* _Tu tarea_:
Responde brevemente, según el fragmento sobre el terremoto de Lisboa:
1. ¿A la intercesión de qué santo atribuyó el obispo de Cádiz que no hubiera habido más dolo en la ciudad?
2. ¿Bajo el dictado de quién se reconstruyó Lisboa?
3. ¿Qué orden religiosa comenzó en el siglo XIX a abrir observatorios astronómicos?

* _Fragmento proporcionado_:
El terremoto se sintió en toda la península ibérica. En Cádiz el obispo se sacaría un as marcado de la sotana, para aducir que si no había habido más dolo en la ciudad era por la intercesión de un tal san Emygdio, habilitándolo de esta manera como santo protector frente a los terremotos. Por entonces, transcurría la juventud de un fraile capuchino, de una orden menor, de aquellas que cultivaban la fe de los sencillos, o sea las creencias más directas y elementales. El impacto de aquel temblor de tierra quedó marcado en él, y cuando en años posteriores ya era conocido por fray Diego José de Cádiz, y tenía fama de santo varón, atacaba en sus prédicas, con oratoria contundente, a “políticos, estadistas, filósofos y libertinos” como origen del mal que desembocaba en las catástrofes naturales. Durante su prédica por los templos de la ciudad, y recorriendo el circundante medio rural, hizo ver que aquel flagelo era un castigo divino. Esta idea simple, de orígenes medievales, había dado lugar en el siglo XVI a las danzas de la muerte, de gran belleza estética, que de manera magistral había retratado Holbein el joven, mientras que Durero representó a la catástrofe como los cuatro jinetes del Apocalipsis. El discurso iconográfico que durante siglos se repetía en todos los lugares de centro y norte de Europa, tras cualquier catástrofe como la peste negra, ahora volvía a tener eco en las almas sencillas de los gaditanos con la prédica encendida del fray Diego, pero sin dar lugar a ningún movimiento mesiánico.
Quizás porque los habitantes de la península ibérica, y su catolicismo en particular, han sido mucho más racionales de lo que se nos ha querido hacer ver, la respuesta a aquel desastre natural fue una reacción ilustrada en Portugal, que llevó a la reconstrucción de Lisboa, bajo el dictado del marqués de Pombal, considerado por muchos predicadores como un incrédulo y un ateo. Se manejaron varios proyectos de reconstrucción, y triunfó el racionalismo. Y lo que es más importante: tampoco se produjo allí ningún movimiento milenarista notable, como los que tantas veces habían arraigado en centro Europa.
Así pues, los ilustrados comenzaron a promover la observación de la naturaleza, siguiendo los dictados de filósofos como Leibniz. Hoy día visitar el observatorio de Palermo, de orígenes masónicos, situado sobre el viejo palacio normando constituye una experiencia del triunfo de la razón sobre las adversidades. De la misma manera, una orden religiosa estrictamente ibérica, como la Compañía de Jesús, comenzó en el siglo siguiente, en el XIX, a abrir observatorios astronómicos y a registrar los movimientos naturales con precisión. Desde Madrid, a Lisboa, desde La Habana hasta Filipinas, etc. los observatorios y los registros jesuíticos de tifones, terremotos, etc. se incrementaron.
Gracias a esta disposición histórica racionalista de los pueblos ibéricos y latinos, que ejemplifica el día después del terremoto de Lisboa de 1755, no puede la Europa de hoy, con motivo del flagelo de la Covip-19, culpabilizar al Sur, y a sus imprevisiones e indolencias, ya que el estudio de las catástrofes naturales fue un tema que atravesó toda Europa en su conjunto, y muy notablemente comprometió al sur del continente. Entonces como ahora.
José Antonio González Alcantud es catedrático de antropología social de la Universidad de Granada y académico correspondiente de la Real Academia de Ciencias Morales y Políticas. Premio Giuseppe Cocchiara 2019 a los estudios antropológicos.

* _Datos proporcionados_:
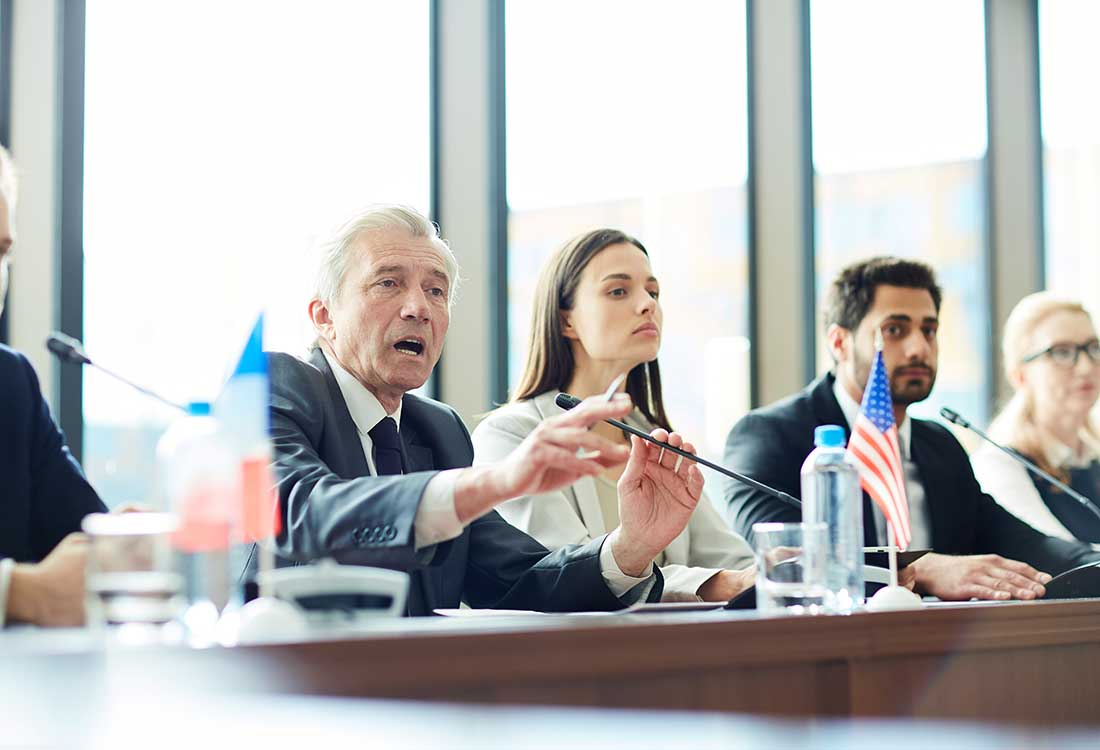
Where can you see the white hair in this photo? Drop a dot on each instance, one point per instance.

* _Respuesta_:
1. San Emygdio.
2. El marqués de Pombal.
3. La Compañía de Jesús.